■ Study material:
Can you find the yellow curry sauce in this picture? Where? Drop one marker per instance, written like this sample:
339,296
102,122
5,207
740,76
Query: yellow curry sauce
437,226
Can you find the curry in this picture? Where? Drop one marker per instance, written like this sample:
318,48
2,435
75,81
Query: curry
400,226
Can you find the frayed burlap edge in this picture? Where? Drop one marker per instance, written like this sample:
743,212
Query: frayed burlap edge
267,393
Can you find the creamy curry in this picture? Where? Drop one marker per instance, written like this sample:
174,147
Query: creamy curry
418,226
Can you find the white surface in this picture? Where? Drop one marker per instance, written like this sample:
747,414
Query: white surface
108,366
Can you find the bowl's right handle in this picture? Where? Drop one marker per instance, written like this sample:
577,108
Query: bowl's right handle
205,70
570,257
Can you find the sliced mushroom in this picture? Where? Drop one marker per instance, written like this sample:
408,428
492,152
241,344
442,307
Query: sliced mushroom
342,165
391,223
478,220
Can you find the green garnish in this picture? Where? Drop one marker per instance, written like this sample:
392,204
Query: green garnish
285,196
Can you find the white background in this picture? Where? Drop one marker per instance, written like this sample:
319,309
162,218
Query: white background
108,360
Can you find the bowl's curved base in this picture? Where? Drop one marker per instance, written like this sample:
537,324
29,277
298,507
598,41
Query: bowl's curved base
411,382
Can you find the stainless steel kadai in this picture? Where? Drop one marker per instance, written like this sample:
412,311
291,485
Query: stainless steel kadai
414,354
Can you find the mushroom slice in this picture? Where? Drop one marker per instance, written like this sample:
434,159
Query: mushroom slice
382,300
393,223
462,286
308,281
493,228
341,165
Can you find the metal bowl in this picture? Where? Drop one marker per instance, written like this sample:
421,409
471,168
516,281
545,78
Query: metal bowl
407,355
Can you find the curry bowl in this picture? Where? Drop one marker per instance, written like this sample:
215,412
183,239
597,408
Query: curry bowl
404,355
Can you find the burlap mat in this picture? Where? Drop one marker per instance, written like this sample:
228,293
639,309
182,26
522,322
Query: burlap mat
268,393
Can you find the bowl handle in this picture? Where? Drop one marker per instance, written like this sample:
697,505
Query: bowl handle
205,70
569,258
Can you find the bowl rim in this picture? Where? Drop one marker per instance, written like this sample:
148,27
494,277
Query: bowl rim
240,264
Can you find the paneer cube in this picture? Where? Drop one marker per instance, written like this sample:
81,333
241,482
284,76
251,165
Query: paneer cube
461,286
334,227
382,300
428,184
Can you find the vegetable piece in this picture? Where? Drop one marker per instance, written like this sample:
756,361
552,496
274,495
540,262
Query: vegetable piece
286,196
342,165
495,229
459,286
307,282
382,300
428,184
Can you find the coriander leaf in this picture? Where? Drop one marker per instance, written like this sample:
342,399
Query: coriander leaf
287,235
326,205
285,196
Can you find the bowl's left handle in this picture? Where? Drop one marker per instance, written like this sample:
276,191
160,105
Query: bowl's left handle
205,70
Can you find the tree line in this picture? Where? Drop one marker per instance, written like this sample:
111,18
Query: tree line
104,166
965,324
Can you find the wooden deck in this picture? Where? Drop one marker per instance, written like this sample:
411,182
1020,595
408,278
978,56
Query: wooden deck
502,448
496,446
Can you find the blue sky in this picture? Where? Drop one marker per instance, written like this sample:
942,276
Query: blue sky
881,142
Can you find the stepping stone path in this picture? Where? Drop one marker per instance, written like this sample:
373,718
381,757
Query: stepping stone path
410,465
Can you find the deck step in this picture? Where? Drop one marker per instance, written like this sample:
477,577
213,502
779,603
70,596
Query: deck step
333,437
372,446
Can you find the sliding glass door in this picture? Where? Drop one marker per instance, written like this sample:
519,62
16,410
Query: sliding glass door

■ What needs to be done: Output the material verbatim, including every line.

■ Answer to this exercise:
Can you find the yellow curry sauce in this picture? Where? Drop one marker per instance, written like this sample:
339,296
102,122
5,207
740,76
Query: yellow curry sauce
437,226
Can you find the curry in this picture? Where? Drop one marker per instance, written like this sample:
318,48
2,435
75,81
Query: curry
400,226
Can you find the frayed burlap edge in this picture? Where? Drop one marker per instance, written like this sample:
743,212
Query: frayed burlap edge
267,393
Can you find the creamy curry in this picture? Where? Drop one marker per instance, written like this sample:
174,147
Query: creamy curry
418,226
Can you find the white surface in this picture? Where? Drop one marker per instance, written like this sample:
747,414
Query: white surface
108,366
Can you find the bowl's right handle in this picture? Where? Drop one marker per instance, written like this sample:
577,108
Query: bowl's right handle
205,70
570,257
Can you find the sliced mushroom in this picture? Where? Drop one marker per instance, written like this sample:
408,428
492,152
241,344
442,307
Query: sliced mushroom
342,165
391,223
478,220
Can you find the green garnish in this picture? Where? Drop one marker per instance, written like this sample:
392,204
Query: green garnish
285,196
Can you find the white background in this picture? Where? Drop one marker per instance, written like this sample:
319,309
162,218
Query: white background
108,360
Can you find the bowl's curved base in this picture? Where? Drop one marker per instance, written like this sample:
537,324
29,277
298,507
598,41
Query: bowl's curved base
411,382
Can you find the stainless steel kadai in this picture? Where? Drop one marker per instance, written like this sample:
412,311
291,485
Query: stainless steel kadai
414,354
Can you find the mushroom slice in this picture? Where? Drop one marker per instance, written like this sample:
434,159
Query: mushroom slice
382,300
393,223
462,286
308,281
493,228
341,165
Can you find the metal bowl in this picture? Where? Drop one marker per instance, written like this sample:
421,409
471,168
516,281
545,78
Query: metal bowl
407,355
Can you find the curry bowl in this picture? Where? Drop one marker per instance, written like this sample:
215,412
183,239
597,408
Query: curry bowl
404,355
Can you find the burlap mat in this picture? Where? Drop one marker per instance, written like this sample:
228,293
639,309
182,26
522,322
Query: burlap mat
268,393
Can you find the bowl handle in this picture? Where? Drop one marker per instance, written like this sample:
697,505
Query: bowl handle
205,70
569,258
Can you find the bowl rim in this picture? Where? Drop one marker per instance, written like this sample:
148,27
494,277
Query: bowl rim
240,264
Can you find the paneer cube in this picture? Where? Drop one marker per instance, written like this sample:
81,333
241,482
284,76
251,165
Query: paneer cube
461,286
334,227
382,300
428,184
Can you find the vegetable piece in this picture? Where? Drop one marker per instance, written like this sample:
756,361
552,496
274,495
540,262
Query: vegetable piece
286,196
342,165
495,229
459,286
307,282
382,300
428,184
Can you find the coriander leaf in this picture? Where? Drop one marker per instance, written like this sample:
342,399
Query: coriander leaf
287,235
326,205
285,196
Can you find the bowl's left handle in this picture? Where? Drop one marker per instance, written like this sample:
276,191
160,105
Query: bowl's left handle
205,70
Can you find the tree line in this picture? Where? Drop one marker per instance, written like this sample:
111,18
Query: tree line
104,166
965,324
Can you find the wooden deck in this picture? Where? Drop one marker per instance, written like this sample:
411,182
1020,595
408,278
978,56
Query: wooden deck
502,448
496,446
Can you find the blue sky in this picture? Where? Drop one marker per instance, written like this sample:
942,276
Query: blue sky
881,142
Can you find the stepping stone path in this picture? Where? Drop one marker per instance, written like this sample:
373,718
381,757
Query: stepping stone path
410,465
Can you find the deck step in this picture? Where? Drop one marker per instance, written like this sample:
477,577
213,502
779,603
70,596
Query: deck step
333,437
372,446
Can you find the sliding glass door in this picture? Where? Drop one marker per instance, written like this sample:
519,62
16,410
Query: sliding glass door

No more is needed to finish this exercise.